■ **EXTRACTED TEXT**
#####
ERIC Identifier: ED383518
Publication Date: 1995-05-00
Author: Huang, Gary
Source: ERIC Clearinghouse on Rural Education and Small Schools Charleston WV.
National Data for Studying Rural Education: Elementary and Secondary Education Applications. ERIC Digest.
Information collected specifically on rural education is scant (Haas, 1992; Stern, 1994). However, the National Center for Education Statistics (NCES) recently geared up its efforts to disseminate data and products on elementary and secondary education that contain measures of community urbanicity, making rural-urban comparisons or rural-focused analyses possible (Stephens, 1992). This digest describes NCES datasets, presents issues that can be addressed with NCES data, and offers practical tips for accessing these data.
NCES has primarily two types of data: population data and survey data. Population data cover the nation's school universe and provide descriptive information. Survey data do not actually cover the national population, but can yield estimates from nationally representative samples of schools or students. Most NCES surveys are conducted by questionnaire (some with supplementary telephone or personal interviews) using stratified probability samples. Driven by specific policy issues, surveys collect detailed and dynamic information.
#####
■ **JOB A**
What two main types of data does NCES have, according to the rural education digest?
■ **JOB B**
Please continue the rural education digest from the point where it stops.
The records that follow have no connection to the rural education digest.
#####
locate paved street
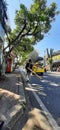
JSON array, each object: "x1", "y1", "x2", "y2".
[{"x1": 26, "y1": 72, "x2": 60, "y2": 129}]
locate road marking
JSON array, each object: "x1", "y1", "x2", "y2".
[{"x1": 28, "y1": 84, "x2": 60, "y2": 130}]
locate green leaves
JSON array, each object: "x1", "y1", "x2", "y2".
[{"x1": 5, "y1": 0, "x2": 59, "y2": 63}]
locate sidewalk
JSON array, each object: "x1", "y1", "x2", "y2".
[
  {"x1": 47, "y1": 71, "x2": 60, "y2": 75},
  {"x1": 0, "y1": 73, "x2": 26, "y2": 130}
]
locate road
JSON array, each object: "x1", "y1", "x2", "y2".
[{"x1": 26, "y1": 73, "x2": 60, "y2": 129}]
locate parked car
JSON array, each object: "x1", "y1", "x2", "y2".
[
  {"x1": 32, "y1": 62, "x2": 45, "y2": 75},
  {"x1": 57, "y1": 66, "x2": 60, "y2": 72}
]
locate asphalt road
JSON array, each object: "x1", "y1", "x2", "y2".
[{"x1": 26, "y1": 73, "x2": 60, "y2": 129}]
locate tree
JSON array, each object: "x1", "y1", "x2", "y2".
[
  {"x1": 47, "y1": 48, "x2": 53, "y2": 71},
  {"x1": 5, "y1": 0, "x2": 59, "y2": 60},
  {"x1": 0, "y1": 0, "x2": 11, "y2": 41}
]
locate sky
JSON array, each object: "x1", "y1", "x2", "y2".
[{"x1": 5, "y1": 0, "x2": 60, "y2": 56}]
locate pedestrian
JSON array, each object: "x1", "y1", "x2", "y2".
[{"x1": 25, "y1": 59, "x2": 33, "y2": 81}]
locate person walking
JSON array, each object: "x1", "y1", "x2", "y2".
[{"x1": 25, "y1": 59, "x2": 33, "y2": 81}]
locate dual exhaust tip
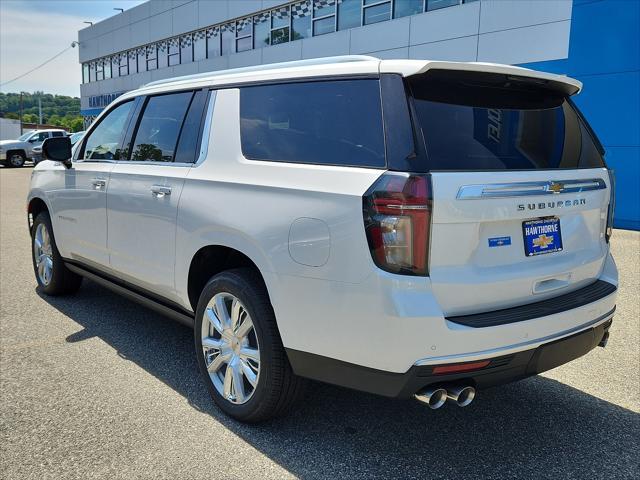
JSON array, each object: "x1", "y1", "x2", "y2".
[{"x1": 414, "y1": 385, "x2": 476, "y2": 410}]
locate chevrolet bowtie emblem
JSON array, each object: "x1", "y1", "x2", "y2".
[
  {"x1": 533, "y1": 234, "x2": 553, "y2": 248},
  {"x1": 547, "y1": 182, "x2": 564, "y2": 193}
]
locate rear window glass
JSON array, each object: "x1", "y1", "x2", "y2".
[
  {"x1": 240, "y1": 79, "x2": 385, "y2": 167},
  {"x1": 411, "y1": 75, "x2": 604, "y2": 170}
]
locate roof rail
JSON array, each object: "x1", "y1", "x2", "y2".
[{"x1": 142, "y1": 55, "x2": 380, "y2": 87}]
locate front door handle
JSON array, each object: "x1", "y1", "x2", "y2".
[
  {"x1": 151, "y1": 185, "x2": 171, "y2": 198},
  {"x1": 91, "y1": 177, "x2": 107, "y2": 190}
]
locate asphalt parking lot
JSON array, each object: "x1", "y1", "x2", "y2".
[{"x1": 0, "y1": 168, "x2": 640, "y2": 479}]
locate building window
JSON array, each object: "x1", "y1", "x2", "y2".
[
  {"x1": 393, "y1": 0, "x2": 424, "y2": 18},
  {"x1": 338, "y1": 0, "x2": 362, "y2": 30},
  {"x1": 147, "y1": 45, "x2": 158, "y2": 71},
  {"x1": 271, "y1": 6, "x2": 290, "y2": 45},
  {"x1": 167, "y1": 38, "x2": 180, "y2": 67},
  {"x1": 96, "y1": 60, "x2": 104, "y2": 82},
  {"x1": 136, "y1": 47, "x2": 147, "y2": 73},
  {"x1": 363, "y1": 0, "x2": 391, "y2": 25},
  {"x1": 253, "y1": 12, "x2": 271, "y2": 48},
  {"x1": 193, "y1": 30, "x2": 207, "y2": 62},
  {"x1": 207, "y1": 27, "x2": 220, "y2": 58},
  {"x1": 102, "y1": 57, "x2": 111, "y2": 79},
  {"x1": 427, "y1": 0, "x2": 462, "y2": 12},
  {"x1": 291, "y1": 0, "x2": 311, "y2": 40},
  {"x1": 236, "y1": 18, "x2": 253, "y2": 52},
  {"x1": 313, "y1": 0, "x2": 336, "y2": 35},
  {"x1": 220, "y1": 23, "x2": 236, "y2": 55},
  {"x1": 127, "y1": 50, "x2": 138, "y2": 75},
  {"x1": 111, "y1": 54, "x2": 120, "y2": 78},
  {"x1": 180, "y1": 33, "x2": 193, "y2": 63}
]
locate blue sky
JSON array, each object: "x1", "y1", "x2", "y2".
#####
■ **TASK RESPONSE A**
Population data and survey data.

■ **TASK RESPONSE B**
The Common Core of Data (CCD) covers all public elementary and secondary schools as well as local and state education agencies. Information collected by CCD includes descriptive data on schools and districts (name, address, phone number, and locale); demographic data on students and staff; and fiscal data (revenues and current expenditures). CCD is a major source for identifying and describing public elementary and secondary schools and school districts in the U.S.
The School District Data Book (SDDB) provides the most comprehensive data on the universe of school districts and communities (Herriot, 1992). Installed in a set of CD-ROMs, SDDB incorporates the Census Bureau's 1990 decennial data with data from NCES's CCD and School and Staffing Survey (described below). SDDB can (1) provide education and demographic profiles of the nation, states, counties, and school districts; (2) tabulate a variety of statistics at the levels of the census geographies, household, and the child; and (3) display thematic maps of educational and demographic conditions of the nation, states, counties, and districts, allowing users to display data they themselves have manipulated. SDDB will be useful for both research and program planning in rural education since it links sociodemographic complexities to schooling.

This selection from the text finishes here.